▶ _TASK DETAILS_: Type out each of the rows below word for word, leaving out any pictures.
--------------------
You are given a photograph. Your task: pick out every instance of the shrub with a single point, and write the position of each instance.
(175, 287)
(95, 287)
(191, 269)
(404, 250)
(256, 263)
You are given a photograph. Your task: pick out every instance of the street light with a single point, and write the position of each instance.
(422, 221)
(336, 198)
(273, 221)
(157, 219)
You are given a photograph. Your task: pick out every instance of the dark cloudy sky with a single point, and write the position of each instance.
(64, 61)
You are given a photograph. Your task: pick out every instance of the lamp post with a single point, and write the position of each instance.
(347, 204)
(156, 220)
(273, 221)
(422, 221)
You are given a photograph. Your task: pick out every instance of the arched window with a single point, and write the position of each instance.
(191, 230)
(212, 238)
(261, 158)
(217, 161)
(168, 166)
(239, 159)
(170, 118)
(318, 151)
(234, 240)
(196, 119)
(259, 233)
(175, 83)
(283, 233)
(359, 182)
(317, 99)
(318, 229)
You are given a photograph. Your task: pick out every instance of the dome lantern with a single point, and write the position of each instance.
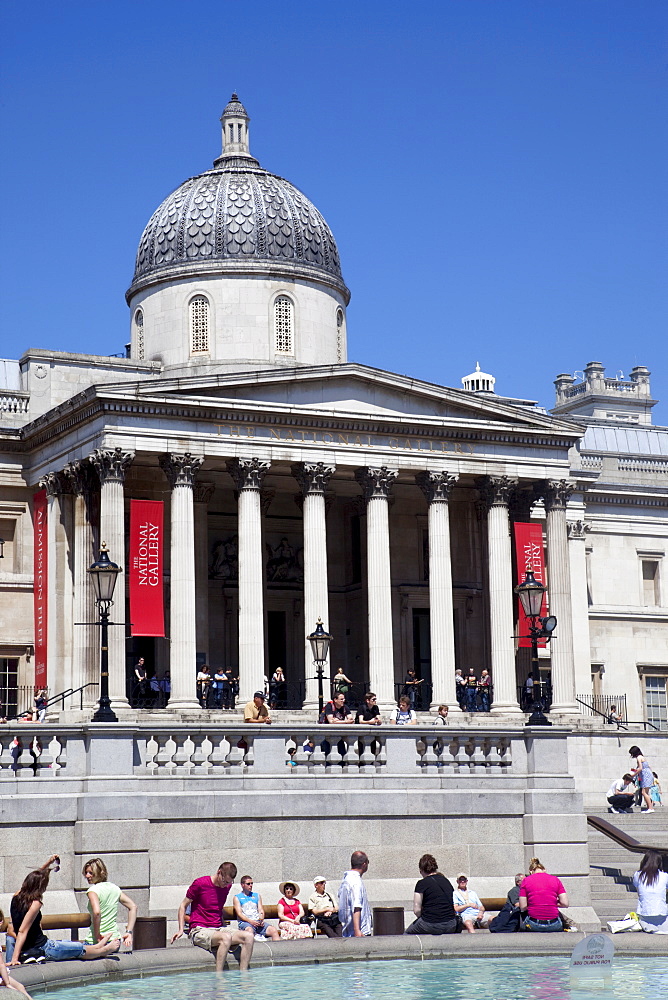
(478, 381)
--------------------
▶ _EXERCISE SOLUTION_:
You are given a photograph. Your task: pick out every instance of the shrub with a single point, and write the position of each instance.
(175, 287)
(95, 287)
(191, 269)
(404, 250)
(256, 263)
You are given a photograph. Your task: pick out every instance of the street light with a single point, and write the position of each instance.
(422, 221)
(336, 198)
(273, 221)
(157, 219)
You are given a photograph. Your task: pick out every instance of the dark cloudy sky with a single point, and write the position of each instance.
(64, 61)
You are given a photograph. Your task: pick out every instance of the lamp post with a single point, and write the position of each instance.
(347, 204)
(156, 220)
(273, 221)
(422, 221)
You are given a photograph. Your task: pick out every instance of the arched window with a single point, and write the position of each instance.
(191, 230)
(212, 238)
(261, 158)
(217, 161)
(168, 166)
(239, 159)
(170, 118)
(318, 151)
(234, 240)
(196, 119)
(259, 233)
(175, 83)
(283, 233)
(359, 182)
(317, 99)
(318, 229)
You are given a photograph. Your task: pick out every instance of the dome lantern with a single point, and write the position of each instance.
(478, 381)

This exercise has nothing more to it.